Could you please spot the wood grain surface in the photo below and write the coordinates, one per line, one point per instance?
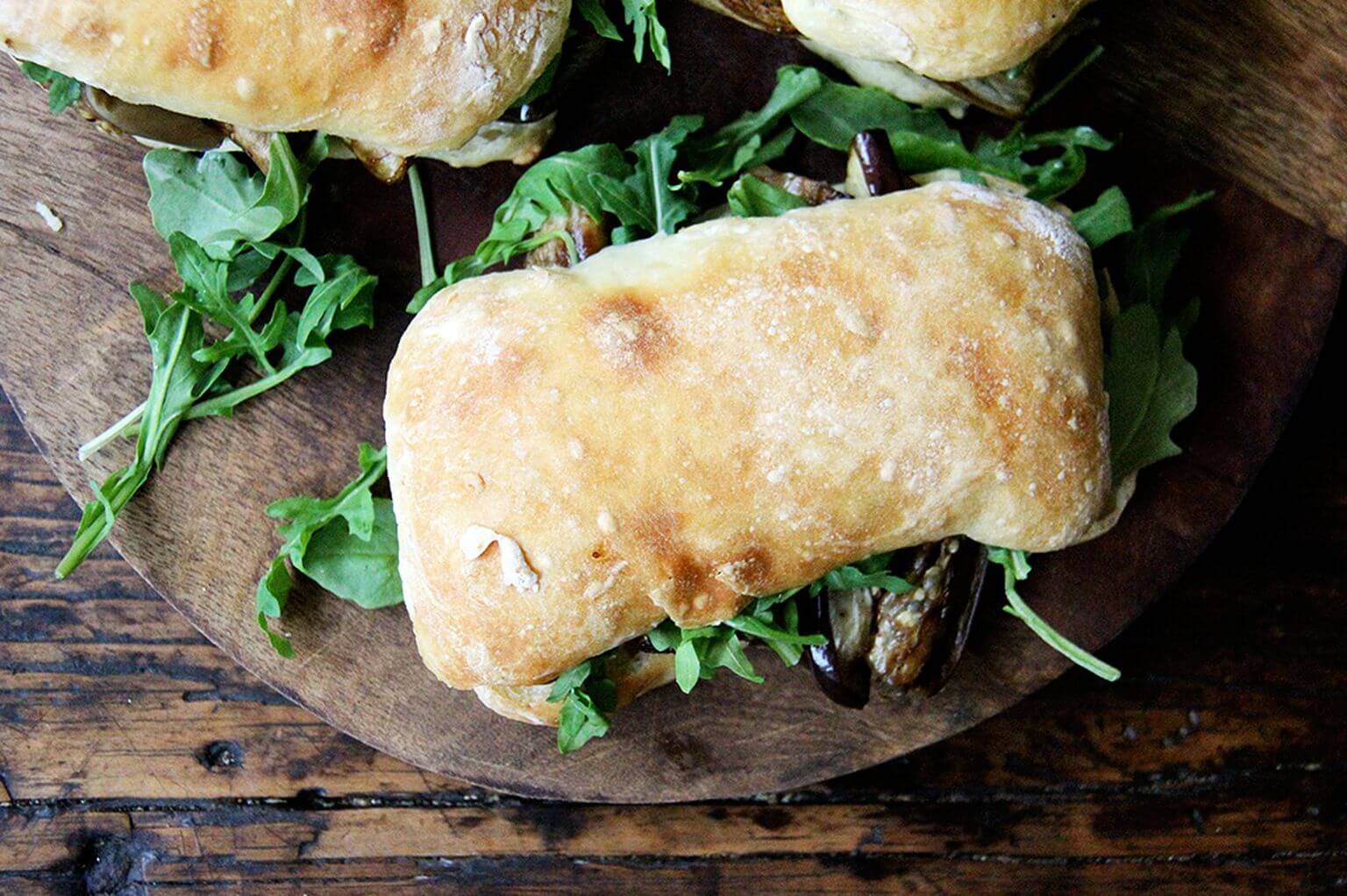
(1254, 89)
(198, 534)
(136, 756)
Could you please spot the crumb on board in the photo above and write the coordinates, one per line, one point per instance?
(49, 216)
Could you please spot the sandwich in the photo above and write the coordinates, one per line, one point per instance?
(944, 54)
(392, 80)
(807, 429)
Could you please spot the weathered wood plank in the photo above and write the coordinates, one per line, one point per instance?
(1176, 875)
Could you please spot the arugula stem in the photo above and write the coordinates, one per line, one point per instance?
(120, 427)
(427, 251)
(89, 537)
(1055, 89)
(241, 394)
(276, 279)
(127, 424)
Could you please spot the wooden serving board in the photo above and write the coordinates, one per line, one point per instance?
(73, 360)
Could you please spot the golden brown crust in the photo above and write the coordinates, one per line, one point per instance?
(943, 39)
(633, 677)
(736, 409)
(407, 75)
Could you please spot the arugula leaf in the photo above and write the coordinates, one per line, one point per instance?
(601, 180)
(922, 140)
(354, 569)
(342, 301)
(852, 577)
(647, 29)
(1152, 252)
(645, 203)
(1151, 388)
(1108, 217)
(598, 19)
(588, 695)
(62, 90)
(1016, 565)
(176, 381)
(753, 197)
(216, 203)
(189, 366)
(698, 652)
(346, 544)
(743, 143)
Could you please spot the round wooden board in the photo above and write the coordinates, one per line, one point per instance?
(73, 360)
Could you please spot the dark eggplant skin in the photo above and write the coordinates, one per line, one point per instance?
(879, 165)
(844, 680)
(965, 587)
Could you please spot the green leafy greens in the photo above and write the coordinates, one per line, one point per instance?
(586, 695)
(1151, 386)
(1016, 566)
(663, 181)
(348, 544)
(602, 180)
(62, 90)
(753, 197)
(644, 20)
(226, 228)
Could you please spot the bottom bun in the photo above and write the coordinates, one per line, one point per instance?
(633, 672)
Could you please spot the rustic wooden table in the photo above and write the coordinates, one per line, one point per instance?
(133, 755)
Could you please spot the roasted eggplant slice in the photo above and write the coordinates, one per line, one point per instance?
(899, 643)
(148, 123)
(1005, 93)
(872, 168)
(839, 665)
(586, 233)
(920, 635)
(809, 188)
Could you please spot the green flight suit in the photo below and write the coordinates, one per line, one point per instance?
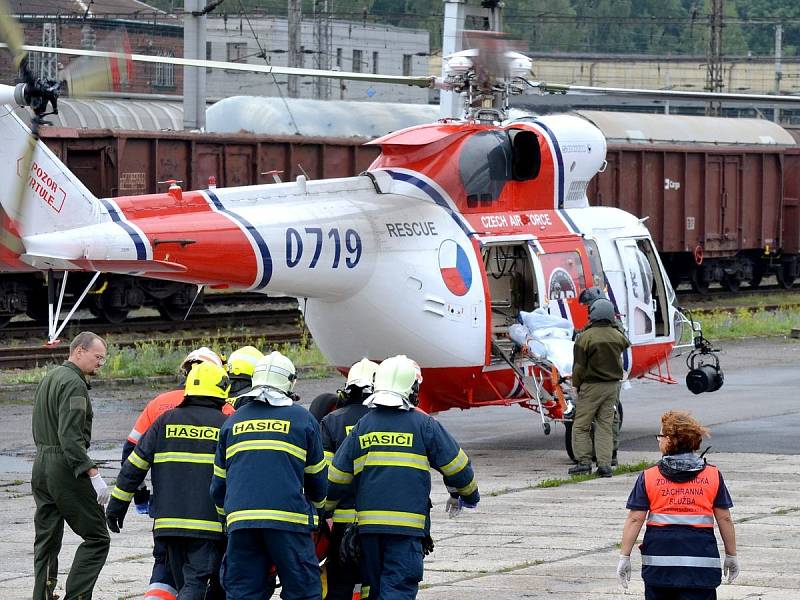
(62, 431)
(596, 374)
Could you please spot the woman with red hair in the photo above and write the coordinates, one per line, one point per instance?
(680, 497)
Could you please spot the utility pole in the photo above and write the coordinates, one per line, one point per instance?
(714, 71)
(322, 35)
(294, 23)
(194, 78)
(778, 68)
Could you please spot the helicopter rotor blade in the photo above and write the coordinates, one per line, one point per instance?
(558, 88)
(424, 82)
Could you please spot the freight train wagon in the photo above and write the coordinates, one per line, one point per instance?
(720, 196)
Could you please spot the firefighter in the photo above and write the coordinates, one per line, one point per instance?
(65, 482)
(680, 497)
(587, 298)
(180, 446)
(596, 374)
(392, 448)
(270, 479)
(335, 427)
(162, 585)
(241, 364)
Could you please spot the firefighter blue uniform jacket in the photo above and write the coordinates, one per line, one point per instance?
(179, 449)
(335, 427)
(386, 459)
(270, 471)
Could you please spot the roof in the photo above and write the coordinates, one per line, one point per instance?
(657, 128)
(78, 7)
(134, 115)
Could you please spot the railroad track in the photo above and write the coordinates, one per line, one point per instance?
(27, 357)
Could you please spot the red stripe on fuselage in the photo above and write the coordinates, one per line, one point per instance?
(219, 251)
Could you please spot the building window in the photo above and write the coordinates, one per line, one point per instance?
(237, 51)
(165, 73)
(406, 65)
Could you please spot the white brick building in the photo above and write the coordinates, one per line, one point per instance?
(368, 48)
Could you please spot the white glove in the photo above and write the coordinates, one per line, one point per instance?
(101, 489)
(730, 568)
(453, 507)
(624, 570)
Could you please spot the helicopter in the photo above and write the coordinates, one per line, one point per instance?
(457, 228)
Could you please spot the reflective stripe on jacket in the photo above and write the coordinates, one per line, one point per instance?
(679, 548)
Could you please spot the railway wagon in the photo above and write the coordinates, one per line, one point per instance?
(122, 163)
(720, 196)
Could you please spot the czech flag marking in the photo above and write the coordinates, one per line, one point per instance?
(454, 265)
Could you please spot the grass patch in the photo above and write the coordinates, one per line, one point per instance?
(618, 470)
(153, 358)
(744, 323)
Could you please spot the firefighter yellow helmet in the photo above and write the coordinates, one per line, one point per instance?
(396, 383)
(276, 371)
(202, 354)
(242, 362)
(362, 374)
(207, 379)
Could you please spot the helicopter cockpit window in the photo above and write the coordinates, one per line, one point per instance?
(563, 274)
(527, 154)
(598, 276)
(485, 166)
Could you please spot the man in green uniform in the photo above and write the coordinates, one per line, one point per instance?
(66, 483)
(596, 374)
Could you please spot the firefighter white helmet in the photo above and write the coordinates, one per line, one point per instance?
(362, 374)
(396, 383)
(273, 379)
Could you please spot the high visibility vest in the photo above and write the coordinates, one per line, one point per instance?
(679, 548)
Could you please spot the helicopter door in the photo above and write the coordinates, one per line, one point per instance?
(640, 319)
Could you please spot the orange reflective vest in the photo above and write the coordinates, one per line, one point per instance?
(687, 503)
(679, 548)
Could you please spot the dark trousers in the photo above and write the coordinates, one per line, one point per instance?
(660, 593)
(194, 564)
(60, 497)
(391, 565)
(162, 584)
(341, 578)
(251, 554)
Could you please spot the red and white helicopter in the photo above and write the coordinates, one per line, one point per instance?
(456, 227)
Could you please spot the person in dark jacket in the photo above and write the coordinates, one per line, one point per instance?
(596, 374)
(162, 585)
(680, 497)
(65, 482)
(342, 578)
(180, 446)
(587, 298)
(270, 480)
(392, 448)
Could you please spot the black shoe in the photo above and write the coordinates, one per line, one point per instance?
(580, 469)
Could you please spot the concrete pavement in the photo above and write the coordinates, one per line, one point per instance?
(522, 541)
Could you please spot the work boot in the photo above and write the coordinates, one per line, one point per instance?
(580, 469)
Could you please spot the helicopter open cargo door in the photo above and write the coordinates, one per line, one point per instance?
(646, 292)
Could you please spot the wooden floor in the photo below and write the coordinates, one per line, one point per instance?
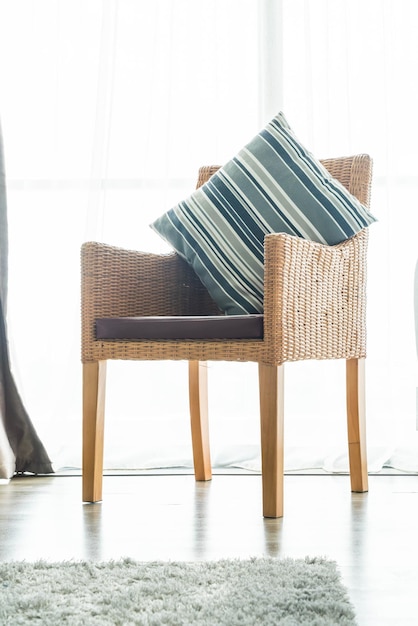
(373, 537)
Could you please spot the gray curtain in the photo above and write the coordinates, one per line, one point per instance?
(20, 447)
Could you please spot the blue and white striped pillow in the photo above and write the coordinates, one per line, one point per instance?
(273, 185)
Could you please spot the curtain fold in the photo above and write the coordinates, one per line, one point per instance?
(106, 135)
(20, 447)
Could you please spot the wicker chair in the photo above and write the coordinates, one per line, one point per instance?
(314, 308)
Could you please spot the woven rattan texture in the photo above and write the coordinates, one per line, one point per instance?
(314, 301)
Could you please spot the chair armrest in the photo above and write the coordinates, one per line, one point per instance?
(315, 298)
(116, 282)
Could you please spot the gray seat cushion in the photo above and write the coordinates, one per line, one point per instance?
(181, 327)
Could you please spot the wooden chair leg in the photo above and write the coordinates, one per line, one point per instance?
(271, 382)
(356, 423)
(198, 399)
(94, 383)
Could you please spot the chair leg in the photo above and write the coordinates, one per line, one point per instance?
(356, 423)
(94, 383)
(271, 383)
(198, 399)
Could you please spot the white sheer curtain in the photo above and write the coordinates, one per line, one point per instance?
(108, 109)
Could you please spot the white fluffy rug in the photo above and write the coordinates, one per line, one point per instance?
(125, 593)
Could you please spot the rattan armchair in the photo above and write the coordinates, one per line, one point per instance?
(314, 308)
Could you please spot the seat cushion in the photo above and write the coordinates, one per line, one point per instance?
(178, 327)
(273, 185)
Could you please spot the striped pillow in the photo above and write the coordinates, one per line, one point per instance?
(273, 185)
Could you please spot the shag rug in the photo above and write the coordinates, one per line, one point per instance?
(124, 593)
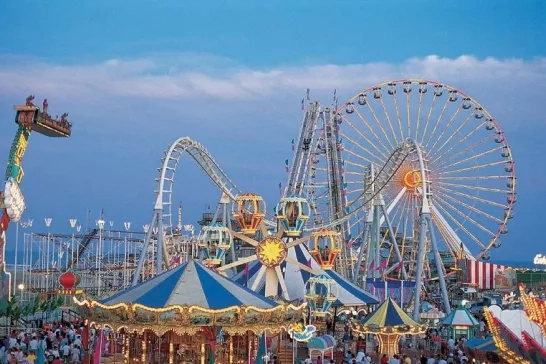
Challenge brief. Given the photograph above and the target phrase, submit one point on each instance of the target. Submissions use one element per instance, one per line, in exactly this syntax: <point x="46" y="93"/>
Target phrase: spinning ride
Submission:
<point x="30" y="118"/>
<point x="271" y="247"/>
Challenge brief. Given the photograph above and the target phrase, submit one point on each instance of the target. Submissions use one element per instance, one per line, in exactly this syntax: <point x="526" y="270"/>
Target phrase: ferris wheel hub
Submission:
<point x="271" y="251"/>
<point x="412" y="180"/>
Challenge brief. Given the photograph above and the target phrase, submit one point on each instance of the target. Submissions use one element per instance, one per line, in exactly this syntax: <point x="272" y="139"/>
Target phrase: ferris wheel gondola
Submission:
<point x="468" y="166"/>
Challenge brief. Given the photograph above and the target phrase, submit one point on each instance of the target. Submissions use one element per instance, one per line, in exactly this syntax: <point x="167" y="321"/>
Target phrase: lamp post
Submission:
<point x="73" y="223"/>
<point x="100" y="224"/>
<point x="127" y="226"/>
<point x="24" y="225"/>
<point x="146" y="228"/>
<point x="47" y="221"/>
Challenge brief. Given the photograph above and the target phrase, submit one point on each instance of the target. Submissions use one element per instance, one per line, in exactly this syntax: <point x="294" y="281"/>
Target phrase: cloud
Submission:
<point x="193" y="76"/>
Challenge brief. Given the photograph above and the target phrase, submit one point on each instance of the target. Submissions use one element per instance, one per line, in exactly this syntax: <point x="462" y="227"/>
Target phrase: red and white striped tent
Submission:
<point x="488" y="275"/>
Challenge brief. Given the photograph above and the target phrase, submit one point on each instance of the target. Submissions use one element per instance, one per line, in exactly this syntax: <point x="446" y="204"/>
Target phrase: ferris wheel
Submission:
<point x="460" y="154"/>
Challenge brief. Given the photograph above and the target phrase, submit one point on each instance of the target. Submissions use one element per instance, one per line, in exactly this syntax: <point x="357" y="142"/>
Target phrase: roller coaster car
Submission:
<point x="31" y="116"/>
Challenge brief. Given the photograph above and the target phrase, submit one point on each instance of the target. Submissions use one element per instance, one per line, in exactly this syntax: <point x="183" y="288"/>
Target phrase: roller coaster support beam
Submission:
<point x="144" y="252"/>
<point x="439" y="266"/>
<point x="365" y="234"/>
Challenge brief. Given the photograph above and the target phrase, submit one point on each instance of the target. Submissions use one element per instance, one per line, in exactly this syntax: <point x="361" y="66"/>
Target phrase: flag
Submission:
<point x="382" y="265"/>
<point x="245" y="274"/>
<point x="99" y="348"/>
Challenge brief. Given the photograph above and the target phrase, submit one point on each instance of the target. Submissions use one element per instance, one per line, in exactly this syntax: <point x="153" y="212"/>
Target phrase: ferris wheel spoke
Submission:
<point x="419" y="107"/>
<point x="380" y="124"/>
<point x="451" y="241"/>
<point x="386" y="150"/>
<point x="397" y="110"/>
<point x="387" y="115"/>
<point x="473" y="168"/>
<point x="437" y="123"/>
<point x="470" y="178"/>
<point x="429" y="115"/>
<point x="446" y="127"/>
<point x="282" y="282"/>
<point x="452" y="135"/>
<point x="471" y="197"/>
<point x="354" y="164"/>
<point x="469" y="148"/>
<point x="465" y="216"/>
<point x="473" y="157"/>
<point x="408" y="107"/>
<point x="442" y="211"/>
<point x="458" y="142"/>
<point x="472" y="208"/>
<point x="359" y="156"/>
<point x="476" y="188"/>
<point x="259" y="277"/>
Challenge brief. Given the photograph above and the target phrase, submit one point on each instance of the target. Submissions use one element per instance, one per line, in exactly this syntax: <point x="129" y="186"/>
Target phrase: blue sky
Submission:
<point x="231" y="75"/>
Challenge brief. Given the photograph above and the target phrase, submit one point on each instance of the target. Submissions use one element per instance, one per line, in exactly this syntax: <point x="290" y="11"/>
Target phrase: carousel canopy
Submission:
<point x="348" y="294"/>
<point x="460" y="317"/>
<point x="190" y="284"/>
<point x="389" y="314"/>
<point x="321" y="342"/>
<point x="482" y="344"/>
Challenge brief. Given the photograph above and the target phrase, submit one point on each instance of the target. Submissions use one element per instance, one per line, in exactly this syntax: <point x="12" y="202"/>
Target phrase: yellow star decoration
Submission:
<point x="271" y="251"/>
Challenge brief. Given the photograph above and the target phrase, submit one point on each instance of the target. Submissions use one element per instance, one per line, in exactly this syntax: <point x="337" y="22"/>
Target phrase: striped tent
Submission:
<point x="322" y="345"/>
<point x="191" y="284"/>
<point x="348" y="294"/>
<point x="321" y="342"/>
<point x="460" y="317"/>
<point x="296" y="280"/>
<point x="389" y="314"/>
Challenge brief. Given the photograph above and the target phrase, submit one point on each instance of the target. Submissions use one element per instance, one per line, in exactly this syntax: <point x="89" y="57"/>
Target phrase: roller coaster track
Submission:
<point x="213" y="170"/>
<point x="162" y="216"/>
<point x="84" y="243"/>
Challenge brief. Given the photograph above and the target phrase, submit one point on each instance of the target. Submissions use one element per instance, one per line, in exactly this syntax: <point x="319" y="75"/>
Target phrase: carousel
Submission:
<point x="389" y="323"/>
<point x="189" y="314"/>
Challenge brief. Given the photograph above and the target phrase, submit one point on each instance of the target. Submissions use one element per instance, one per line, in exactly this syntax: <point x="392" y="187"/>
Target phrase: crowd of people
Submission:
<point x="58" y="343"/>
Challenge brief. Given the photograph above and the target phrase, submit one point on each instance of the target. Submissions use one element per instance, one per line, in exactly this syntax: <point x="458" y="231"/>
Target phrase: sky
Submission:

* WHAT IS REQUIRED *
Locate every line in the entries above that contains the word "board", and copy each of those lines.

* PROBLEM SOLUTION *
Could you please spot the crumb on board in the photo above and write the coordinates, one per line, one point per instance?
Could you please spot the wooden serving board in the photo above and write the coordinates, one per line, one point per instance?
Could you please spot the round wooden board in the photo above and write the coordinates, one per line, one point per instance?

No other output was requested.